[Items listed in a dataset]

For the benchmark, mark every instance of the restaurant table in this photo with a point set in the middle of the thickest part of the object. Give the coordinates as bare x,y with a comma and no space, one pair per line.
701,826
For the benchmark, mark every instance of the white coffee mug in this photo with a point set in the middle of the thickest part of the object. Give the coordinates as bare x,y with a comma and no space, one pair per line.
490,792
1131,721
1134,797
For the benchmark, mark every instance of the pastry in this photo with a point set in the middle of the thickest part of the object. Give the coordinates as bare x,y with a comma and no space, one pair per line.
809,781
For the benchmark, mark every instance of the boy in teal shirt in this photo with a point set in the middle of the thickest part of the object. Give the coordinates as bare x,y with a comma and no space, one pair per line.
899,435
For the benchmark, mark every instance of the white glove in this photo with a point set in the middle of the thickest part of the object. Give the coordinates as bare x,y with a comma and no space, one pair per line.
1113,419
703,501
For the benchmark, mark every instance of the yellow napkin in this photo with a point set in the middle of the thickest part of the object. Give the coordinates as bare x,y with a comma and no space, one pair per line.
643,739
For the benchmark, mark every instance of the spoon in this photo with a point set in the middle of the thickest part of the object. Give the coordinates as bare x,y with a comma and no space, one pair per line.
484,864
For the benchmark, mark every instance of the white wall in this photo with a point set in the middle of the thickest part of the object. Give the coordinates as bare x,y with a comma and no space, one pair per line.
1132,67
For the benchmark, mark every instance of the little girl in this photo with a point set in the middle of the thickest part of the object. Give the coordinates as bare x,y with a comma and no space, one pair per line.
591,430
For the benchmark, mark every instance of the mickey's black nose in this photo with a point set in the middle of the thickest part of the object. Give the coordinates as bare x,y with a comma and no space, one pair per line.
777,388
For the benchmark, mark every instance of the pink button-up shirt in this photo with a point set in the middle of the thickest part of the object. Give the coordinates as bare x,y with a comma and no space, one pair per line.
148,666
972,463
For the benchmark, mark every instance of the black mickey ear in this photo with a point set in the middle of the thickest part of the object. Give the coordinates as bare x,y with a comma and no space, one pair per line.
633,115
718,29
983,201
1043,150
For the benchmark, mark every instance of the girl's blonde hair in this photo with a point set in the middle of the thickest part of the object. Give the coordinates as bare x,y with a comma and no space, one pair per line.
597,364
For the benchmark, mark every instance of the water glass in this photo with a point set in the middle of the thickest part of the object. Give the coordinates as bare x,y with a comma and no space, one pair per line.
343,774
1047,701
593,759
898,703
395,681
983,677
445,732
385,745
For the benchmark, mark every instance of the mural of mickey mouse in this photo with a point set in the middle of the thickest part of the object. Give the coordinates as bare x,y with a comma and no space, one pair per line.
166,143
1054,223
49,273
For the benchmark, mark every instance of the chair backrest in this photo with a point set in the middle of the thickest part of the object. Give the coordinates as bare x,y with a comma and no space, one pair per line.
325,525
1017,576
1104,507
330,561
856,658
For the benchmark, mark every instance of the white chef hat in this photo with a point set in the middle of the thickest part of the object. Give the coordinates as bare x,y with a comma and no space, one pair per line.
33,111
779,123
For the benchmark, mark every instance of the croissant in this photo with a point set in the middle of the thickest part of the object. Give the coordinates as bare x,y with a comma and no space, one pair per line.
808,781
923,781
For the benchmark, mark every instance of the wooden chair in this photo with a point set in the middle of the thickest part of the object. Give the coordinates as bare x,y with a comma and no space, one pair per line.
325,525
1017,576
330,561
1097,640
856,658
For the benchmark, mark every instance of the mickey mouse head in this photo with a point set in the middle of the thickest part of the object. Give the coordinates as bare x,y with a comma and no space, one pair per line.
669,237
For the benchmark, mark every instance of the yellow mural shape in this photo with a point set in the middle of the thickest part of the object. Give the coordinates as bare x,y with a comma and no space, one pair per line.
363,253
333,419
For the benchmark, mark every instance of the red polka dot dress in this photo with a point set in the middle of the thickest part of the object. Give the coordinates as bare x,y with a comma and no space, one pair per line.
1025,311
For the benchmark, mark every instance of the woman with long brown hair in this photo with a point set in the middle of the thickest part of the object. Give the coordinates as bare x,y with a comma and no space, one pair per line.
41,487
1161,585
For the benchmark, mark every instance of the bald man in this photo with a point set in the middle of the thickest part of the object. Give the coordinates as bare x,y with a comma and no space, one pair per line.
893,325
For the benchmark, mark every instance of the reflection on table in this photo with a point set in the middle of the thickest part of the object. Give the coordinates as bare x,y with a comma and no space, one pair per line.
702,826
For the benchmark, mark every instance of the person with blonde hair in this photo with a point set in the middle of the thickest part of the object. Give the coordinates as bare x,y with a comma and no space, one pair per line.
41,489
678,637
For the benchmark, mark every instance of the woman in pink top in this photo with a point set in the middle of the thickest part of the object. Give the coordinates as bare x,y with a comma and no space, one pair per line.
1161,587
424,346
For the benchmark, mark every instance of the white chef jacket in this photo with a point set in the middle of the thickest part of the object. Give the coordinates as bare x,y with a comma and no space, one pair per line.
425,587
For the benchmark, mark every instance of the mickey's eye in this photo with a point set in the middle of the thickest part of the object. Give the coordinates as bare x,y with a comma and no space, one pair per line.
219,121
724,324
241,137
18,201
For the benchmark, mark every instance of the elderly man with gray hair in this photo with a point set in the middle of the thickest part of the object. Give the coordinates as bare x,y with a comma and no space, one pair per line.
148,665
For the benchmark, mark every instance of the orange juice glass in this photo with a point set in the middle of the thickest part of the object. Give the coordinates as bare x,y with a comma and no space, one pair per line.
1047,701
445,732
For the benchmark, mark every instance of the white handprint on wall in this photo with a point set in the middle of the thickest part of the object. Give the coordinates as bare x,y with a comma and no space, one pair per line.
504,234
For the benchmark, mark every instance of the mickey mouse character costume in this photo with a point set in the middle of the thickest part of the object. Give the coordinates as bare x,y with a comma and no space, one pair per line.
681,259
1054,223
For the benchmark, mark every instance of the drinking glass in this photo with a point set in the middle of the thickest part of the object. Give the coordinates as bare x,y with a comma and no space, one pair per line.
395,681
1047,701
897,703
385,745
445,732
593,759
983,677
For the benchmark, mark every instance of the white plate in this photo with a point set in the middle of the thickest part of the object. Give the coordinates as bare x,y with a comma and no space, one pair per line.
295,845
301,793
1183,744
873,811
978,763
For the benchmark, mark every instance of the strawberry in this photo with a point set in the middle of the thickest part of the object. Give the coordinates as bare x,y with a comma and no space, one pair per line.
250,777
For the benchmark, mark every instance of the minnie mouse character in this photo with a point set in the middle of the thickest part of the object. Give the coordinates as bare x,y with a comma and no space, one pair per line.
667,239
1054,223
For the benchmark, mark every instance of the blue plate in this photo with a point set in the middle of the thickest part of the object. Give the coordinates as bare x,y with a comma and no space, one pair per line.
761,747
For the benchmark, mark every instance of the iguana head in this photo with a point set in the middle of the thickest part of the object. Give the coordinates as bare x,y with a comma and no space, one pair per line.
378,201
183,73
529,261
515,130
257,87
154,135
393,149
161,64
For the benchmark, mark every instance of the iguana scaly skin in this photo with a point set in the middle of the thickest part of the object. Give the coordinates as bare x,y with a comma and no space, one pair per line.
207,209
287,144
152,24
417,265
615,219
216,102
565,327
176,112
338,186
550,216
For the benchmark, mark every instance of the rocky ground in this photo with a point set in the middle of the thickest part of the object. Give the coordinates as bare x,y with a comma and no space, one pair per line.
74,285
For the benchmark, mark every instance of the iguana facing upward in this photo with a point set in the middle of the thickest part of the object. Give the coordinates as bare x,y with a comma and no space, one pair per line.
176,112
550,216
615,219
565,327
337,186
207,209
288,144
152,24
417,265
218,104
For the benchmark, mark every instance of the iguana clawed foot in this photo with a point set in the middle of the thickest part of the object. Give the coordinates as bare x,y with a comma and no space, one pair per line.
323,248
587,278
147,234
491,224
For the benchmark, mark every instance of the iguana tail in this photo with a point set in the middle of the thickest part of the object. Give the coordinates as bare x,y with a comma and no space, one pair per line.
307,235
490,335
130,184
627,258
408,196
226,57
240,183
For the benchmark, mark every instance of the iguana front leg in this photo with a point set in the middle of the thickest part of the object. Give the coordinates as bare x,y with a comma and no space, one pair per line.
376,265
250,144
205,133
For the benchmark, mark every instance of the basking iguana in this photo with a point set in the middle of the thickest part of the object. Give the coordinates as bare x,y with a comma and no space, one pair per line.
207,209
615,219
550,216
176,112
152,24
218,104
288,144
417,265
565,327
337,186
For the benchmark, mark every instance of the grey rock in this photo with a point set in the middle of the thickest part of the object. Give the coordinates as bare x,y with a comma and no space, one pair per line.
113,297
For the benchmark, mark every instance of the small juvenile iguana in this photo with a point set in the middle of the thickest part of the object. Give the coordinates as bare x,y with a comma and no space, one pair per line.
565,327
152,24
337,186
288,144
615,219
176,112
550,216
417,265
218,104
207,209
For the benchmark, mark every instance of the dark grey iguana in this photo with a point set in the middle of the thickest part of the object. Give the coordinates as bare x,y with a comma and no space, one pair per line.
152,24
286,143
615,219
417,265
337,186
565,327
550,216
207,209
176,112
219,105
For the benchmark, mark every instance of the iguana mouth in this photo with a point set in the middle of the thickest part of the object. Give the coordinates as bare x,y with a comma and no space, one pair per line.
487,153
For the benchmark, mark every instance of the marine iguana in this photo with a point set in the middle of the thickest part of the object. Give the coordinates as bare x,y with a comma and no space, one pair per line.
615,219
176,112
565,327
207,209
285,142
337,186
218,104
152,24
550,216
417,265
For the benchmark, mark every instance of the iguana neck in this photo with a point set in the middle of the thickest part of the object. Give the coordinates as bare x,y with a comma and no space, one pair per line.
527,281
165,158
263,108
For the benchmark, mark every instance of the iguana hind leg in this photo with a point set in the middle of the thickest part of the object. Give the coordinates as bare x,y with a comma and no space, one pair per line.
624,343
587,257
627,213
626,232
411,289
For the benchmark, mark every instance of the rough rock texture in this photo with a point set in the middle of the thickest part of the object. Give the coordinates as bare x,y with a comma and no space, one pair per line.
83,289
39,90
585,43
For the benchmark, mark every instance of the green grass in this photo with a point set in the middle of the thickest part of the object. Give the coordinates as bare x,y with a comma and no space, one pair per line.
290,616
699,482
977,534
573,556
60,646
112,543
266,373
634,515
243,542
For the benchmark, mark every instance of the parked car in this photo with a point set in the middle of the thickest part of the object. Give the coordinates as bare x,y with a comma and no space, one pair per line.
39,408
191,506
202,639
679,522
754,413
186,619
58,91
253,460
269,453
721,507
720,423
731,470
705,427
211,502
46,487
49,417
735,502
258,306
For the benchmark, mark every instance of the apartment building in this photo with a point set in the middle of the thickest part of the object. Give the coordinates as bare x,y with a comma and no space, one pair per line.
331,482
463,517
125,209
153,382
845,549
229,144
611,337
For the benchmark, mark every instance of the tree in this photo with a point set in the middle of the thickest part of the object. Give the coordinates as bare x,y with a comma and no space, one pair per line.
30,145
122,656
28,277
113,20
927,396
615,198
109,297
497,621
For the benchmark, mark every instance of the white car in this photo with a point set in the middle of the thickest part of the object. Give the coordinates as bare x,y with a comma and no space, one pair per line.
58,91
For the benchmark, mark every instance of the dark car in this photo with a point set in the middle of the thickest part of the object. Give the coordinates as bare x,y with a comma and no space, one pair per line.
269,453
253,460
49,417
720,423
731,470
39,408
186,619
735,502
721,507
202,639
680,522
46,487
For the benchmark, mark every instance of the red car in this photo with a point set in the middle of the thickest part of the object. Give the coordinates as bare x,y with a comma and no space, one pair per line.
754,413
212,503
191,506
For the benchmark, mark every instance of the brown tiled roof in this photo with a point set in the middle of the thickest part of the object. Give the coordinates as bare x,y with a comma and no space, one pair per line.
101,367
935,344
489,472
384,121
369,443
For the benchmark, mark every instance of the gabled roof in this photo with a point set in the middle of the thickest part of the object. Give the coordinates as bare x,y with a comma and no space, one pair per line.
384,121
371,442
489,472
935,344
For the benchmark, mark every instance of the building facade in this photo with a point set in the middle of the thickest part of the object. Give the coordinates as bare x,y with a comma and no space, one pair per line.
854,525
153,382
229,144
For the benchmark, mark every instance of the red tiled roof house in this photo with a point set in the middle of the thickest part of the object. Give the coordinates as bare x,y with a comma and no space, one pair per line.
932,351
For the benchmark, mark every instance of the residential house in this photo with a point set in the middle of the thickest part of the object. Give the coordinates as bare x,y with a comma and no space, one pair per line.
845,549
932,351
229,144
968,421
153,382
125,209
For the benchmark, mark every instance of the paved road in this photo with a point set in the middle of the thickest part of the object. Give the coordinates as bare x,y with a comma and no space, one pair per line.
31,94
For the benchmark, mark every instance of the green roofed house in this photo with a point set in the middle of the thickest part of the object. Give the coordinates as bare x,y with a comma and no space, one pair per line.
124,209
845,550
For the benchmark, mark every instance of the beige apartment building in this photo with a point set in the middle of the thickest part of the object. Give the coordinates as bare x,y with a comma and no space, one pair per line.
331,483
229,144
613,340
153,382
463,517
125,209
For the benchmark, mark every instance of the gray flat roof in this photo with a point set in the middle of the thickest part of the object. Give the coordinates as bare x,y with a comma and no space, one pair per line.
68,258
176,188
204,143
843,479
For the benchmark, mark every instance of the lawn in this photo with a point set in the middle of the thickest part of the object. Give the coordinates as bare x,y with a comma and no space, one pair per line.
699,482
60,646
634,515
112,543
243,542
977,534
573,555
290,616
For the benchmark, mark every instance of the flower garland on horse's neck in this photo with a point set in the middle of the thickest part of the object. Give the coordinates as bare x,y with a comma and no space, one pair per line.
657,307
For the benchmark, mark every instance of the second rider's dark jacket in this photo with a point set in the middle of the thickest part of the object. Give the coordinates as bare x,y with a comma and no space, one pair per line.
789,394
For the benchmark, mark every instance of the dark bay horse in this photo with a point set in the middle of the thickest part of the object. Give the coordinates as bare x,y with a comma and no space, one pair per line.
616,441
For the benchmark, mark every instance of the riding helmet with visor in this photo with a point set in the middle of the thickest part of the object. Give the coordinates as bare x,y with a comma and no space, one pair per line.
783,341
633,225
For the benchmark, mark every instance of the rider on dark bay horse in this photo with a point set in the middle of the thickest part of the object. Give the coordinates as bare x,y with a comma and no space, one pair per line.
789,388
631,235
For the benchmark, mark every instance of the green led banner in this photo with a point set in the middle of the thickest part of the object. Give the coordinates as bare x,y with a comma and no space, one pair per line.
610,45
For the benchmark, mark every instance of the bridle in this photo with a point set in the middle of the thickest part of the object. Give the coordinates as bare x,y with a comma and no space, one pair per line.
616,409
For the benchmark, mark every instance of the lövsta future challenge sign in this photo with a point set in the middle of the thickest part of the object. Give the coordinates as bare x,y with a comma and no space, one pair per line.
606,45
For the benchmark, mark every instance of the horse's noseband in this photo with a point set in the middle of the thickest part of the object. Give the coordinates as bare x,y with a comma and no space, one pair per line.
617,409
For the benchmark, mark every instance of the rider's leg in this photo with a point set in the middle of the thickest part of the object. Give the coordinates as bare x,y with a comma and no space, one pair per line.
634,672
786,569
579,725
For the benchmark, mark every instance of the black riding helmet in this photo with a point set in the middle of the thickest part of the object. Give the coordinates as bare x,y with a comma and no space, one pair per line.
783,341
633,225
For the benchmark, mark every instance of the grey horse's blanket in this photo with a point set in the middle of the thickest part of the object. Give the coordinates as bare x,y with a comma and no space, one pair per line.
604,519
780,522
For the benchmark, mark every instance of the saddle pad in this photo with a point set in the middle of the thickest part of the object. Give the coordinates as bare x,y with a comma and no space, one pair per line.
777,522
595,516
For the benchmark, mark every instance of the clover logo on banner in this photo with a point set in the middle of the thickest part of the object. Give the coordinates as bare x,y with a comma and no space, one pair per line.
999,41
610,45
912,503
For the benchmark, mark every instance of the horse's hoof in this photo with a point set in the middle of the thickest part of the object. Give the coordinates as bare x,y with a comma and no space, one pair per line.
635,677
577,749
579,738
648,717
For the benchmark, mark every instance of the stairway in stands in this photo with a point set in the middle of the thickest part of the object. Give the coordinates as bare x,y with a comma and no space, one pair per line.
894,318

Instruction:
Rewrite everything from the line containing "For the benchmark, mark every instance of the stairway" down to the end of the listing, swapping "stairway" for "staircase" and leaving all else as it is.

Final result:
For the benchmark, mark every instance of the staircase in stands in this photo with a point set in the middle of the thickest part of the object. Give the coordinates as bare x,y with a comma and no space, one pair per line.
894,318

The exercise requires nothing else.